(Stored data entries)
^^^^^^^^^^^^^^^^

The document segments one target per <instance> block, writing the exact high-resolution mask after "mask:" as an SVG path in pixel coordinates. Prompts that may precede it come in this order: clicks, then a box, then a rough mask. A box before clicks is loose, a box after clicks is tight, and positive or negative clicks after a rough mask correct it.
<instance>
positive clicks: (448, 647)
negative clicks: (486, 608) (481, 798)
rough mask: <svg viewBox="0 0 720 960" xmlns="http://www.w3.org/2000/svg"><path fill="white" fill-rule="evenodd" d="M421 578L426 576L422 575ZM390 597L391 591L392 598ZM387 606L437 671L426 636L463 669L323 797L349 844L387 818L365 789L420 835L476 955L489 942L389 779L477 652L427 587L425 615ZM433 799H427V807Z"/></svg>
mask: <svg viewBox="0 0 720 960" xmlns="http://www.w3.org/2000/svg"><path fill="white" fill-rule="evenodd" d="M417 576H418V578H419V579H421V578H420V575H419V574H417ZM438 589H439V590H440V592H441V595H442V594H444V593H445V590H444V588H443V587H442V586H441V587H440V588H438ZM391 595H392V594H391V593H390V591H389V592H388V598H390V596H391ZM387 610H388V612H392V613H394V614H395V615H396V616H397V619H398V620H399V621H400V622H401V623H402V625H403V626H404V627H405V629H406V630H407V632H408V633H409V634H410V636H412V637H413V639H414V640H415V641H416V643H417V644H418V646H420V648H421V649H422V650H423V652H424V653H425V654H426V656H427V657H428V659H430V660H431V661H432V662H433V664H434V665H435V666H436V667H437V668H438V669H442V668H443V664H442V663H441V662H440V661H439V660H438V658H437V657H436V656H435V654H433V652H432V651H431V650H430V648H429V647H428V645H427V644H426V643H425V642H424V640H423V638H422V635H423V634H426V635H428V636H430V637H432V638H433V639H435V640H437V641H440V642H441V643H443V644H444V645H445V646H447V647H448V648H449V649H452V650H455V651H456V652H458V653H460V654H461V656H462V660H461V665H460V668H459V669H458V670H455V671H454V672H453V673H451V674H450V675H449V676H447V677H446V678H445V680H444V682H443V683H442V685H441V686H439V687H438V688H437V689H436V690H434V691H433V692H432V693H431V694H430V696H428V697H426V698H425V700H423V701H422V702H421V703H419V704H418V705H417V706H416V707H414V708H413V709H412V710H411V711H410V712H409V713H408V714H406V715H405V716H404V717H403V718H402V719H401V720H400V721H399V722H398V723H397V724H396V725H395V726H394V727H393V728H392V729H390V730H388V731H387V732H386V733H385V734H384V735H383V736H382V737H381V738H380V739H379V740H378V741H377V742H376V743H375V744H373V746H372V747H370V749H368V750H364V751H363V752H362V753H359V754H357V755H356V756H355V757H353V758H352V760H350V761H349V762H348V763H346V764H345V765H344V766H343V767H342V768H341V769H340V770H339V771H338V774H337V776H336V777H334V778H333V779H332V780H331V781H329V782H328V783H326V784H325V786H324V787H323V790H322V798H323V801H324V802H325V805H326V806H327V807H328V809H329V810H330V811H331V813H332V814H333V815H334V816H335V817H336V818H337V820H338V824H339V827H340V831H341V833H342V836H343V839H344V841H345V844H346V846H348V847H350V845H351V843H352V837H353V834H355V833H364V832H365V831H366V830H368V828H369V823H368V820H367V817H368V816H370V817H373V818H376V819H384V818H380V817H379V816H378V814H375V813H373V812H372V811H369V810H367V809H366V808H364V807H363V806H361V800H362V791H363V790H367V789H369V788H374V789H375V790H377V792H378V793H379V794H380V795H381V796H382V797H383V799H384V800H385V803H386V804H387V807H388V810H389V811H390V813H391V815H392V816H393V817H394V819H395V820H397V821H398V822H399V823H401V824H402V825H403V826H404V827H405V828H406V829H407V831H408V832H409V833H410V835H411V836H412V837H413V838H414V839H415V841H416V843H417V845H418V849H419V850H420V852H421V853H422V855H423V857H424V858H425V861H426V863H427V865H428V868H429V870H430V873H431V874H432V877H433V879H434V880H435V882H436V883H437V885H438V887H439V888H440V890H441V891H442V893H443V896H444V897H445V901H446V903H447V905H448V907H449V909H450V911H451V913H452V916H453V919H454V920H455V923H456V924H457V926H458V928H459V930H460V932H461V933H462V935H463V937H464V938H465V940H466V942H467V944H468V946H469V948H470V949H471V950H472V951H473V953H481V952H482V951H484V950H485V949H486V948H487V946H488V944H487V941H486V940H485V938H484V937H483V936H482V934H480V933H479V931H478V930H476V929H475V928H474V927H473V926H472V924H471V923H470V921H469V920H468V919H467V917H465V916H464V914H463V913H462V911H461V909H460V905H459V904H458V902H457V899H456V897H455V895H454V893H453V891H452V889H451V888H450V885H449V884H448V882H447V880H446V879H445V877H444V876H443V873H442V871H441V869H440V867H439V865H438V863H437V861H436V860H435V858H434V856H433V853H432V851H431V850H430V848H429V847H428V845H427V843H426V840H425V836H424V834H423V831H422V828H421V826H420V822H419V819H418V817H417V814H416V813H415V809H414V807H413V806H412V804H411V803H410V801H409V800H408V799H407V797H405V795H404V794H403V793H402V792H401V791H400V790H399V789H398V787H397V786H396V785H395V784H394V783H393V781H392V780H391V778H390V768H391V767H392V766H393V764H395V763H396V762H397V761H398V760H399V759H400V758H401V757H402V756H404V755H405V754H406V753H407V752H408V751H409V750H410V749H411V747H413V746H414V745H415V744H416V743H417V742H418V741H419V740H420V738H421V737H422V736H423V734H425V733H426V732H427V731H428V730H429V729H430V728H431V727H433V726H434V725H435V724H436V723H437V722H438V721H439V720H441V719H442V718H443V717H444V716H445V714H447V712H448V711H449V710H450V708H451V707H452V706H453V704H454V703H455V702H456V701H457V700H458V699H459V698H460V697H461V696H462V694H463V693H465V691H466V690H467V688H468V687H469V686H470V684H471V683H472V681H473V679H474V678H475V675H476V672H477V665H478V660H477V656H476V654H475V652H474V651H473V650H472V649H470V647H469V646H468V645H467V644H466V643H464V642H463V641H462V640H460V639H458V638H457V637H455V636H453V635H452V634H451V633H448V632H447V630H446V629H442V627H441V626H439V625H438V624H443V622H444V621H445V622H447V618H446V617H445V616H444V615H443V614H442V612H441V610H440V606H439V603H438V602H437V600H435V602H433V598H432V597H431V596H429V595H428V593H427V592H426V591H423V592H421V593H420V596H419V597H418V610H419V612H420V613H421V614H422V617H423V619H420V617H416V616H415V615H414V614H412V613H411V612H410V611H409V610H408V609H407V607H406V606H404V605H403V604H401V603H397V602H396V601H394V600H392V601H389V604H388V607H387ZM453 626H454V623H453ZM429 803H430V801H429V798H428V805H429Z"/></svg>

^^^^^^^^^^^^^^^^

BRIEF: Reproduce every one of the records above, character for character, without changing anything.

RESPONSE BELOW:
The document segments one target per <instance> block, writing the exact high-resolution mask after "mask:" as an SVG path in pixel coordinates. Prompts that may precede it come in this order: clicks, then a box, then a rough mask. A box before clicks is loose, a box after clicks is tight, and positive or negative clicks after a rough mask correct it.
<instance>
positive clicks: (448, 647)
negative clicks: (486, 608) (481, 798)
rough mask: <svg viewBox="0 0 720 960" xmlns="http://www.w3.org/2000/svg"><path fill="white" fill-rule="evenodd" d="M421 578L426 576L422 575ZM390 597L391 591L392 598ZM387 606L437 671L426 636L463 669L323 797L349 844L387 818L365 789L420 835L476 955L489 942L389 779L477 652L427 587L425 615ZM433 799H427V807Z"/></svg>
mask: <svg viewBox="0 0 720 960" xmlns="http://www.w3.org/2000/svg"><path fill="white" fill-rule="evenodd" d="M417 576H418V578H419V579H421V578H420V575H419V574H417ZM438 589H439V590H440V592H441V595H442V594H444V593H445V590H444V588H443V587H442V586H441V587H440V588H438ZM391 595H392V594H391V593H390V591H389V592H388V598H390V596H391ZM387 610H388V612H392V613H394V614H395V615H396V616H397V619H398V620H399V621H400V622H401V623H402V625H403V626H404V627H405V629H406V630H407V632H408V633H409V634H410V636H412V637H413V639H414V640H415V641H416V643H417V644H418V646H420V648H421V649H422V650H423V652H424V653H425V654H426V656H427V657H428V659H430V660H431V661H432V662H433V664H434V665H435V666H436V667H437V668H438V669H442V668H443V664H442V663H441V662H440V661H439V660H438V658H437V657H436V656H435V654H433V652H432V651H431V650H430V648H429V647H428V645H427V644H426V643H425V642H424V640H423V638H422V635H423V634H426V635H428V636H430V637H432V638H433V639H435V640H437V641H440V642H441V643H443V644H444V645H445V646H447V647H448V648H449V649H452V650H455V651H456V652H458V653H460V654H461V656H462V660H461V665H460V668H459V669H458V670H455V671H454V672H453V673H451V674H450V675H449V676H447V677H446V678H445V680H444V682H443V683H442V685H441V686H439V687H438V688H437V689H436V690H434V691H433V692H432V693H431V694H430V696H428V697H426V698H425V700H423V701H422V702H421V703H419V704H418V705H417V706H416V707H414V708H413V709H412V710H411V711H410V712H409V713H408V714H406V715H405V716H404V717H403V718H402V719H401V720H400V721H399V722H398V723H397V724H396V725H395V726H394V727H393V728H392V729H390V730H388V731H387V732H386V733H385V734H384V735H383V736H382V737H381V738H380V739H379V740H378V741H377V742H376V743H375V744H373V746H372V747H370V749H368V750H364V751H363V752H362V753H359V754H357V755H356V756H355V757H353V758H352V760H350V761H349V762H348V763H346V764H345V765H344V766H343V767H342V768H341V769H340V770H339V771H338V774H337V776H336V777H334V778H333V779H332V780H331V781H329V782H328V783H326V784H325V786H324V787H323V790H322V798H323V801H324V802H325V805H326V806H327V807H328V809H329V810H330V811H331V813H332V814H333V815H334V816H335V817H336V818H337V820H338V824H339V827H340V831H341V833H342V836H343V839H344V841H345V844H346V846H348V847H350V845H351V843H352V837H353V834H355V833H364V832H365V831H366V830H368V828H369V823H368V820H367V817H368V816H370V817H373V818H376V819H384V818H380V817H379V816H378V814H375V813H373V812H372V811H369V810H367V809H366V808H364V807H363V806H361V800H362V791H363V790H367V789H369V788H374V789H375V790H377V792H378V793H379V794H380V795H381V796H382V797H383V799H384V800H385V803H386V804H387V807H388V810H389V811H390V813H391V815H392V816H393V817H394V819H395V820H397V821H398V822H399V823H401V824H402V825H403V826H404V827H405V828H406V829H407V831H408V832H409V833H410V835H411V836H412V837H413V838H414V839H415V841H416V843H417V845H418V849H419V850H420V852H421V853H422V855H423V857H424V858H425V861H426V863H427V865H428V868H429V870H430V873H431V874H432V877H433V879H434V880H435V882H436V883H437V885H438V887H439V888H440V890H441V891H442V893H443V896H444V897H445V901H446V903H447V905H448V907H449V909H450V911H451V913H452V916H453V919H454V920H455V923H456V924H457V926H458V928H459V930H460V932H461V933H462V935H463V937H464V938H465V940H466V942H467V944H468V946H469V948H470V949H471V950H472V951H473V953H481V952H482V951H484V950H485V949H486V948H487V946H488V944H487V941H486V940H485V938H484V937H483V936H482V934H480V933H479V931H478V930H476V929H475V928H474V927H473V926H472V924H471V923H470V921H469V920H468V919H467V917H465V916H464V914H463V913H462V911H461V909H460V905H459V904H458V902H457V899H456V897H455V895H454V893H453V891H452V889H451V888H450V885H449V884H448V882H447V880H446V879H445V877H444V876H443V873H442V871H441V869H440V867H439V865H438V863H437V861H436V860H435V858H434V856H433V853H432V851H431V850H430V848H429V847H428V845H427V843H426V840H425V836H424V834H423V831H422V828H421V826H420V822H419V819H418V817H417V814H416V813H415V809H414V807H413V806H412V804H411V803H410V801H409V800H408V799H407V797H405V795H404V794H403V793H402V792H401V791H400V790H399V789H398V787H397V786H396V785H395V784H394V783H393V781H392V780H391V778H390V768H391V767H392V766H393V764H395V763H396V762H397V761H398V760H399V759H400V758H401V757H402V756H404V755H405V754H406V753H407V752H408V751H409V750H410V749H411V747H413V746H414V745H415V744H416V743H417V742H418V741H419V740H420V738H421V737H422V736H423V734H425V733H426V732H427V731H428V730H429V729H430V728H431V727H433V726H434V725H435V724H436V723H437V722H438V721H439V720H441V719H442V718H443V717H444V716H445V714H447V712H448V711H449V710H450V708H451V707H452V706H453V704H454V703H455V702H456V701H457V700H458V699H459V698H460V697H461V696H462V694H463V693H465V691H466V690H467V688H468V687H469V686H470V684H471V683H472V681H473V679H474V678H475V675H476V672H477V665H478V660H477V656H476V654H475V652H474V651H473V650H472V649H470V647H469V646H468V645H467V644H466V643H464V642H463V641H462V640H460V639H458V638H457V637H455V636H453V635H452V634H451V633H448V632H447V630H446V629H442V627H441V626H439V625H438V624H443V622H444V621H445V622H447V618H446V617H445V616H444V615H443V614H442V612H441V610H440V606H439V603H438V602H437V600H435V602H433V598H432V597H431V596H429V595H428V593H427V592H426V591H423V592H421V593H420V596H419V597H418V610H419V612H420V613H421V614H422V617H423V619H420V617H416V616H415V615H414V614H412V613H411V612H410V611H409V610H408V609H407V607H406V606H404V605H403V604H401V603H397V602H396V601H394V600H392V601H389V604H388V607H387ZM453 626H454V623H453ZM429 803H430V801H429V798H428V805H429Z"/></svg>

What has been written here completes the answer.